--- Records for the task ---
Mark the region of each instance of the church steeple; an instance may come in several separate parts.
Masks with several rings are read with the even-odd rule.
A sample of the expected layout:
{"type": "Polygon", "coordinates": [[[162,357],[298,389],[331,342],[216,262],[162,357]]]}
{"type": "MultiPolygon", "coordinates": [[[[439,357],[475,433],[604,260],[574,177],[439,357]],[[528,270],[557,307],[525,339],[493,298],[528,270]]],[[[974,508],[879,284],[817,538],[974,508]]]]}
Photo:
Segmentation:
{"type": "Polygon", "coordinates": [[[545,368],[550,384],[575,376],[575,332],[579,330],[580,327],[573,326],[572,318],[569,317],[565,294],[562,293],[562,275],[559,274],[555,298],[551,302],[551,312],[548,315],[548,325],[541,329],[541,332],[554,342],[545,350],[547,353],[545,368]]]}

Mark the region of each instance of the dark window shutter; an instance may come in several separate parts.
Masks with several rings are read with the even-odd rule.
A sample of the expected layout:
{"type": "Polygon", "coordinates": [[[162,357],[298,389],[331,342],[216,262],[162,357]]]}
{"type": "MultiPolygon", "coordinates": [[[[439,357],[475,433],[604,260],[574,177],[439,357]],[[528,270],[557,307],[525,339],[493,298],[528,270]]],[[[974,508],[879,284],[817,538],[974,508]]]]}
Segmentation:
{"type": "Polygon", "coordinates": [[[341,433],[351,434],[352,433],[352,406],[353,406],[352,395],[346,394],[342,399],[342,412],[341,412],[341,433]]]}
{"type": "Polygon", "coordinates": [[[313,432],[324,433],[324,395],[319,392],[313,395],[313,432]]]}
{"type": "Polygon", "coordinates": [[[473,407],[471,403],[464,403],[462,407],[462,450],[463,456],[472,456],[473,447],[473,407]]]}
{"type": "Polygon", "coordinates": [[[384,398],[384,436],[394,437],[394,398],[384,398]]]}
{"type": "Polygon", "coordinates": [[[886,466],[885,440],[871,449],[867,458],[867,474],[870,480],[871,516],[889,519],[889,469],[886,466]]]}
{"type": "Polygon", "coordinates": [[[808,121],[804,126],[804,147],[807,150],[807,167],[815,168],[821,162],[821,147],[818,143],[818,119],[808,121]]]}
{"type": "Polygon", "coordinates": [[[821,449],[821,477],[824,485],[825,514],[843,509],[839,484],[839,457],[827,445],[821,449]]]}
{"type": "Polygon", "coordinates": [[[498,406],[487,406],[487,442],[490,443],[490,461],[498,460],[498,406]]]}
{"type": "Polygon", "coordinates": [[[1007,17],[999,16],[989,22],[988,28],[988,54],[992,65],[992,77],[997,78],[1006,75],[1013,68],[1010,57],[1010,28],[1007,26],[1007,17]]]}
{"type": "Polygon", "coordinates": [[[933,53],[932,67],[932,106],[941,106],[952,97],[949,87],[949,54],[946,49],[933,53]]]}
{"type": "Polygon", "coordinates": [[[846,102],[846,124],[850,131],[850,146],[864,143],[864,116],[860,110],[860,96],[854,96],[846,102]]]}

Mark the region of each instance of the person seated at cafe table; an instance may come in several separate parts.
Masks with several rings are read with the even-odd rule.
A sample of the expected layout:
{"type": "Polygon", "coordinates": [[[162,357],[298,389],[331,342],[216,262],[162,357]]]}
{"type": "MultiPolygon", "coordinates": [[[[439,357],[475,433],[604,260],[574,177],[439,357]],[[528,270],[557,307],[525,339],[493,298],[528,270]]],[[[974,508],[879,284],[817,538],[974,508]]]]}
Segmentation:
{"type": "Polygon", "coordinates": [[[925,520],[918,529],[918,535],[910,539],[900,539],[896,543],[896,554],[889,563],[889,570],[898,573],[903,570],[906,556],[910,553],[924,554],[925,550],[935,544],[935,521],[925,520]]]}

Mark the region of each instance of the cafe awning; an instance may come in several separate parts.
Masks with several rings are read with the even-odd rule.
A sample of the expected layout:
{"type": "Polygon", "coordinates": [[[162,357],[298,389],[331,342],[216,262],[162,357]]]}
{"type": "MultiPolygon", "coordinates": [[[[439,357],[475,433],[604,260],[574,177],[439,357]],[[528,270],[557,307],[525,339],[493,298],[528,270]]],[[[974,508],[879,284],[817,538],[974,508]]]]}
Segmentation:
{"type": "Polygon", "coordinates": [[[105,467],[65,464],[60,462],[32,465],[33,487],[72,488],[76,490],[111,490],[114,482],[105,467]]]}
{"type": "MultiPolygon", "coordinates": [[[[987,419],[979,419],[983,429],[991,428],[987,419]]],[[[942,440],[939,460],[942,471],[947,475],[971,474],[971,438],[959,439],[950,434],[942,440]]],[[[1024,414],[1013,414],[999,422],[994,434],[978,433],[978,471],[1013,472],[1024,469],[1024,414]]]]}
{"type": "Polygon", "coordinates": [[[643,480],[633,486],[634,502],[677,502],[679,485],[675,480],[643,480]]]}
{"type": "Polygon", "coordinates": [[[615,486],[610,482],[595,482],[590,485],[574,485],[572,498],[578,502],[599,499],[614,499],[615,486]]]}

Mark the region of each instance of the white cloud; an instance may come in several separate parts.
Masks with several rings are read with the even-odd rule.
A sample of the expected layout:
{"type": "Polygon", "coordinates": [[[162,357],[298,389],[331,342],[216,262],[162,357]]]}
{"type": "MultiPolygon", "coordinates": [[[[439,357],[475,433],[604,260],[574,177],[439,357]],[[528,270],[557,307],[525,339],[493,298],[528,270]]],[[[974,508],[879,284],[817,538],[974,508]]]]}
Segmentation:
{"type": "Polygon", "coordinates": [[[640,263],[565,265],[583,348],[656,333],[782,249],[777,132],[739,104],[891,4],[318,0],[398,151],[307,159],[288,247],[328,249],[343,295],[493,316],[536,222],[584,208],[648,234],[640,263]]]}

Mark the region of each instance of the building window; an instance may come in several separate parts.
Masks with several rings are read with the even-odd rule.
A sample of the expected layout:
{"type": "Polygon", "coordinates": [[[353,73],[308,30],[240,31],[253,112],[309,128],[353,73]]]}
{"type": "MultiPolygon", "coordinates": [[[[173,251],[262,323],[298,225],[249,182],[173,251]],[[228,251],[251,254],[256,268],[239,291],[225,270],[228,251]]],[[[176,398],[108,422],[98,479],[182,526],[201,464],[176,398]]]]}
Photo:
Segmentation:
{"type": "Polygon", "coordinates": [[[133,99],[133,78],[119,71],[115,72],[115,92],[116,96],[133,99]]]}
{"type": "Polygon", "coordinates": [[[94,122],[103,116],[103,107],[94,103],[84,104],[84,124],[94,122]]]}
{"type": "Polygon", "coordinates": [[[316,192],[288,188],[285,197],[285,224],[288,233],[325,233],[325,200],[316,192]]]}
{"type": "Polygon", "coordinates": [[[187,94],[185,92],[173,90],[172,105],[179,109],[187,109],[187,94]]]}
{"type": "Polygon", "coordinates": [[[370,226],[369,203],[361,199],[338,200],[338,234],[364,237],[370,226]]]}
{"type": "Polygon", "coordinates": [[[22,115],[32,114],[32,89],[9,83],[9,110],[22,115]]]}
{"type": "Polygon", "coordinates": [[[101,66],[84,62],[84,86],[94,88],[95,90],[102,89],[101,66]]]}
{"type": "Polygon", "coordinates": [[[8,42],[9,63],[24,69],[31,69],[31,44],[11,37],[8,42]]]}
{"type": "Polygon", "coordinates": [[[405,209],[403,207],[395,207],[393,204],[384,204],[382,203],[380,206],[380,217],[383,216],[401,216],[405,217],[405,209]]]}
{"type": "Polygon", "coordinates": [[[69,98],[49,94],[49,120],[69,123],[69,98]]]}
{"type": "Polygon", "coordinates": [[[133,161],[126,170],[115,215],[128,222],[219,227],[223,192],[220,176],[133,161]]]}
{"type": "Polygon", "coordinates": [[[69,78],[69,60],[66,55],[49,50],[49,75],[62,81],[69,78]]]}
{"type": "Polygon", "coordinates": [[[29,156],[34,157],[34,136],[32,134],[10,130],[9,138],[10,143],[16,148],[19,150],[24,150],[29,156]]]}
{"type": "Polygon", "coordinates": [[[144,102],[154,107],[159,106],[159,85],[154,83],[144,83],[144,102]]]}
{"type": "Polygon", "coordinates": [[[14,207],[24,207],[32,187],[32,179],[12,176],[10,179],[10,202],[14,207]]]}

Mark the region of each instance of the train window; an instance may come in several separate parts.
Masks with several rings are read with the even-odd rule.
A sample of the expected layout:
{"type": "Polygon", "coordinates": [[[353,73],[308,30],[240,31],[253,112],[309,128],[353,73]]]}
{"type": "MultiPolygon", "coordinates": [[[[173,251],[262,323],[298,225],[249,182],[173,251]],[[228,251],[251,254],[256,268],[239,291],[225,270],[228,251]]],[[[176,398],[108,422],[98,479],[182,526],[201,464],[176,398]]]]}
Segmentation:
---
**What you need to do:**
Return the lines from the line containing "Mark the region of each instance of the train" to the end of the entries above, exactly as they appear and with no other output.

**The result:**
Mark the region of each instance of the train window; an instance may come in several separate parts.
Masks with several rings are read with the even-odd rule.
A sample of the expected layout:
{"type": "Polygon", "coordinates": [[[353,73],[308,30],[240,31],[253,112],[309,128],[353,73]]]}
{"type": "MultiPolygon", "coordinates": [[[[173,251],[262,323],[298,225],[249,182],[173,251]],[[228,251],[251,254],[256,268],[239,291],[225,270],[228,251]]],[[[176,398],[108,422],[98,479],[182,526],[201,464],[176,398]]]]}
Segmentation:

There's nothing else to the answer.